決算や税務調査において問題になることがあるのが「期ズレ」です。期ズレが発生する理由と対策について整理しておきます。
そもそも期ズレとは
まず、期ズレとはどういう状態かを改めて整理しておきましょう。
期ズレ=期間のズレだと考えてください。
企業会計においては事業年度というものが設定されています。この期間は1年のことが多いですが、1年でなくてもよいとされています。
法人であれば、その会社が定款で定めた期間になりますし、個人事業主は定款がありませんので、暦年=1月1日から12月31日となります。
企業会計のルールとして「期間対応の原則」「費用収益対応の原則」というものがあり、その期間の売上に対応する仕入れや経費を計上するという内容です。
例えば、わかりやすくするために1月1日から12月31日が事業年度の法人で考えてみましょう。
期中の、たとえば10月の売上に対する仕入れが9月である状態は、さほど問題にはなりません。あくまで決算上は一年間の売上と経費・仕入れから利益を計算するので、途中経過については問題にならないことが多いです。
では、期間対応が問題になるのはどういうシーンかというと、事業年度が切り替わるタイミング、つまり決算のタイミングです。
期間対応のズレが生じると正しい利益計算ができませんので、計上タイミングのズレ=期ズレは避けたいポイントになります。
12月に仕入れをしているものに対して、12月に売上が計上できず翌年1月に売上計上となった場合で見てみます。
- 12月:仕入れ / 12月:売上 → 両方計上できていれば問題なし
- 12月:仕入れ / 翌1月:売上 → 仕入れに対応する売上が翌年なので期間対応にズレが生じる
そのため、12月に仕入れたものについては棚卸資産として計上して繰り越し、翌年1月に計上した売上と期間を合わせる必要が出てくるわけです。
特に製造業やモノをやり取りする小売り・卸売りの業種だと、棚卸資産に関する期ズレが生じる可能性が高まります。
期ズレが問題になる理由
期ズレが問題になるのは、正しい利益計算ができていない状態になるからです。

本課題の入力
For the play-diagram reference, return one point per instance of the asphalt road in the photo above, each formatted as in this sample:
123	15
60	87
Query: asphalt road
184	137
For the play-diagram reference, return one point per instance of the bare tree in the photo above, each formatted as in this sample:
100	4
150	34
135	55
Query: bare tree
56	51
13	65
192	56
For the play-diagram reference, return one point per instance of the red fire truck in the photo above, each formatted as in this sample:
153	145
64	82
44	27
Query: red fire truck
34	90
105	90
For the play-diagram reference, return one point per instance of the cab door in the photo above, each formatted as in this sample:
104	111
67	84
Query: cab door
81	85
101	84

課題の要件
**1)** 期ズレに関する文章で、棚卸資産に関する期ズレが生じる可能性が高いとされている業種をすべて挙げてください。
**2)** レコードのうち「the red fire」を含む行から始め、レコードの末尾で止めて、その範囲の行を縮尺を変えて書き直せ。依頼文もそのまま含め、解答にある点の座標だけを0.5倍して整数に丸め（0.5は切り上げ）、依頼文とその書式見本の数値は変えないこと。

解答
**1)** 製造業、小売り、卸売り

**2)**
For the play-diagram reference, return one point per instance of the red fire truck in the photo above, each formatted as in this sample:
153	145
64	82
44	27
Query: red fire truck
17	45
53	45
For the play-diagram reference, return one point per instance of the cab door in the photo above, each formatted as in this sample:
104	111
67	84
Query: cab door
41	43
51	42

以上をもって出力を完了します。